§ **TASKS**
(a) Update the section of the transcript between "Yeah. So archeology" and "factor for you?", inclusive, replacing "material culture" with "physical remains", and give that section back.
(b) According to the transcript, at which university did Justin Cramb enroll as an undergraduate?

Transcript

Episode 5: Digging up a ghost town

Emily Charash (00:02) 
Hello and welcome to my summer in Alaska. My name is Emily Charash, and on this episode, you're going to shadow me throughout my archeology course. This class was amazing and crazy and the most different thing I've ever done, probably in my life. Class met Monday to Friday, nine to four, so definitely became close with the people in my class. There's like an art form to archeology. It's not just digging holes and finding whatever. There's this historical element and there's a nature element, and there's a discovery element to it. Right. Like, we're looking to find things that can tell us more about the past. My class definitely a passionate and interested group of people. Right? Everyone loves archaeology. Everyone is there to do archeology. As someone that is not an archeologist and more of an observer, it was pretty awesome seeing people interact with what they love for the first time on a professional level. So this is a lot of people's first field school and field school is like the precursor to being a professional in the field. Let's get some background from the professor on this course. 

Justin Cramb (01:08) 
My name is Dr. Justin Cramb. I'm an archaeologist with a specialty in Zoo archeology. I particularly work in sites in East Polynesia and on historic research here in Alaska. You are enrolled in my anthropology 490 course, which is the archaeological field school. So the field school has a combination of in class lecture and lab work, as well as actual field work out at the Chena Town Site archeological site, which is just outside of Fairbanks. So we spend a lot of our time excavating a real archeological site looking for evidence of past human activity, in particular gold rush era activity here in the Fairbanks area. 

Emily Charash (01:56) 
Can you give a breakdown of exactly what archaeology is and why people do it? 

Justin Cramb (02:00) 
Yeah. So archeology is the study of the human past through material culture, all of the things that are left behind by people, that can be artifacts like stone projectile points or arrowheads. It can also be things like people's former fire pits or their house foundations or anything, any traces that we leave behind on the environment being directly or indirectly, what we're trying to do as archaeologists kind of across the board is understand different patterns of human behavior, what people did in different places at different times, and kind of what that can teach us about our history as well as the way we go about our lives today. 

Emily Charash (02:47) 
Why did you become interested in this? What was the draw factor for you? 

Justin Cramb (02:52) 
So I kind of came to archeology a bit late in life. I came to College a bit late in life, honestly. Didn't really know what I wanted to do, didn't really know what career paths were viable. And then one day, after working for quite a long time doing manual labor and things of that nature, I just decided I'm going to do what interests me and we'll see where that takes me. So I enrolled at Central Michigan University as an undergraduate in their anthropology program, and within my first year was wrapped up in archeological research and kind of trying to identify the specific points of interest that I had in the human past and wound up traveling around the world doing different archaeological projects, and I think very quickly knew that it was going to be my career. 

Emily Charash (03:48) 
Do you have any memories of either past excavations or things that you have worked on where you're like, oh, this is a really cool result that I found, and I'm going to hold on to this. 

Justin Cramb (03:59)

§ **SUPPLIED RECORDS**
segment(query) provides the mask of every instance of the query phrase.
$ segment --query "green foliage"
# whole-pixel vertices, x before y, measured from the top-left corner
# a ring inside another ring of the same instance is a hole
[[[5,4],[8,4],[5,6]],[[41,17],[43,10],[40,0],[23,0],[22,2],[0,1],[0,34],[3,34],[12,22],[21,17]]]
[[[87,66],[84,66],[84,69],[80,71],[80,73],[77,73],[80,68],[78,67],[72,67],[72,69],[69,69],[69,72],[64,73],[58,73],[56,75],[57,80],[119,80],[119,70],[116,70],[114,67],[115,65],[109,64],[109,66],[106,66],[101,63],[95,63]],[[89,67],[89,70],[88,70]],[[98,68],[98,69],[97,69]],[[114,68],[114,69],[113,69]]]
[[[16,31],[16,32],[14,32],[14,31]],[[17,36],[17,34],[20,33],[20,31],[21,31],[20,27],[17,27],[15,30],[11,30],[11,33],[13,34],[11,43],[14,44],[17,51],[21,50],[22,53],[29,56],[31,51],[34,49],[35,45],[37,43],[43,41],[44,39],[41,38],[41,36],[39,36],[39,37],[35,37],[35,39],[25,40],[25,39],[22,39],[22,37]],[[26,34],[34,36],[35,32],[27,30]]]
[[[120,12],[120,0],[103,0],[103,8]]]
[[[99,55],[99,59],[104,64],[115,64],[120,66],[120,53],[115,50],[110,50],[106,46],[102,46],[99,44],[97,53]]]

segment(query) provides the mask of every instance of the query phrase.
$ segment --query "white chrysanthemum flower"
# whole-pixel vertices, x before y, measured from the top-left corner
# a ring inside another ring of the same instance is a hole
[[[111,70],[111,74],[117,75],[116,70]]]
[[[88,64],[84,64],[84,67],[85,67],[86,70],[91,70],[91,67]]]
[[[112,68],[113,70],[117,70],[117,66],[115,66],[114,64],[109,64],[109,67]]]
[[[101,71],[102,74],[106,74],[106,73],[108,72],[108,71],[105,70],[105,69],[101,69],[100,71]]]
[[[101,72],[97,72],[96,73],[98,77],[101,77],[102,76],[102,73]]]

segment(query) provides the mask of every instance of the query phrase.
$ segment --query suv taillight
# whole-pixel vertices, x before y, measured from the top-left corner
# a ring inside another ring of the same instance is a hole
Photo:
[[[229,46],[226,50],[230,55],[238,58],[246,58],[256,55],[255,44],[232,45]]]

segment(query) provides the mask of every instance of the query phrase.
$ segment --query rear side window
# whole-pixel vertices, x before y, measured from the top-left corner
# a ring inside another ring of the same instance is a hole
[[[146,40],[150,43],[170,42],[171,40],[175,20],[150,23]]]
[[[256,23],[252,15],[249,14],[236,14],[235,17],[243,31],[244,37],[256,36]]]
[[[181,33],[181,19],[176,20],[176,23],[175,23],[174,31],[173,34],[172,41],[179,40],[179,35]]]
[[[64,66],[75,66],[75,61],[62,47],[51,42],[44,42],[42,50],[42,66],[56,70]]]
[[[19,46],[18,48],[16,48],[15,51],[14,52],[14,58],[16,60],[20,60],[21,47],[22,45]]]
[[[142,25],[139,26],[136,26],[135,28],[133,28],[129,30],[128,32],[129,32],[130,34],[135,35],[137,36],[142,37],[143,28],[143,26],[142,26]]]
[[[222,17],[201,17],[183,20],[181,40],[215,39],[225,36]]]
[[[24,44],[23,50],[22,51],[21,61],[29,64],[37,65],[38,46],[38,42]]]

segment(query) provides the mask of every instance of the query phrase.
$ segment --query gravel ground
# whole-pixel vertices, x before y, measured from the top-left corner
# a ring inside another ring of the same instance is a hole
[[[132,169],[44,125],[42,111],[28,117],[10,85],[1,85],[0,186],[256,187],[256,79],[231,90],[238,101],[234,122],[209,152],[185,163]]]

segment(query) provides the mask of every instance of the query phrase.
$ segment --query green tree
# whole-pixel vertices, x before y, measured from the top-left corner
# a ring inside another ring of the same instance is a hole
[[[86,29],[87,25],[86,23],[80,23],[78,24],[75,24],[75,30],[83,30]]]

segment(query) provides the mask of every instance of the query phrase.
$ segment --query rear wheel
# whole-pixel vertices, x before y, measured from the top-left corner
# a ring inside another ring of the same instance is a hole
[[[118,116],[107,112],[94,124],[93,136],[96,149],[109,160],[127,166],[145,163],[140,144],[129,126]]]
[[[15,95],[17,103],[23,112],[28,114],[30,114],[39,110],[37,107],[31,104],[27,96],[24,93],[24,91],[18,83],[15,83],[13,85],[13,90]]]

§ **EXERCISE SOLUTIONS**
(a)
Yeah. So archeology is the study of the human past through physical remains, all of the things that are left behind by people, that can be artifacts like stone projectile points or arrowheads. It can also be things like people's former fire pits or their house foundations or anything, any traces that we leave behind on the environment being directly or indirectly, what we're trying to do as archaeologists kind of across the board is understand different patterns of human behavior, what people did in different places at different times, and kind of what that can teach us about our history as well as the way we go about our lives today. 

Emily Charash (02:47) 
Why did you become interested in this? What was the draw factor for you?

(b) Central Michigan University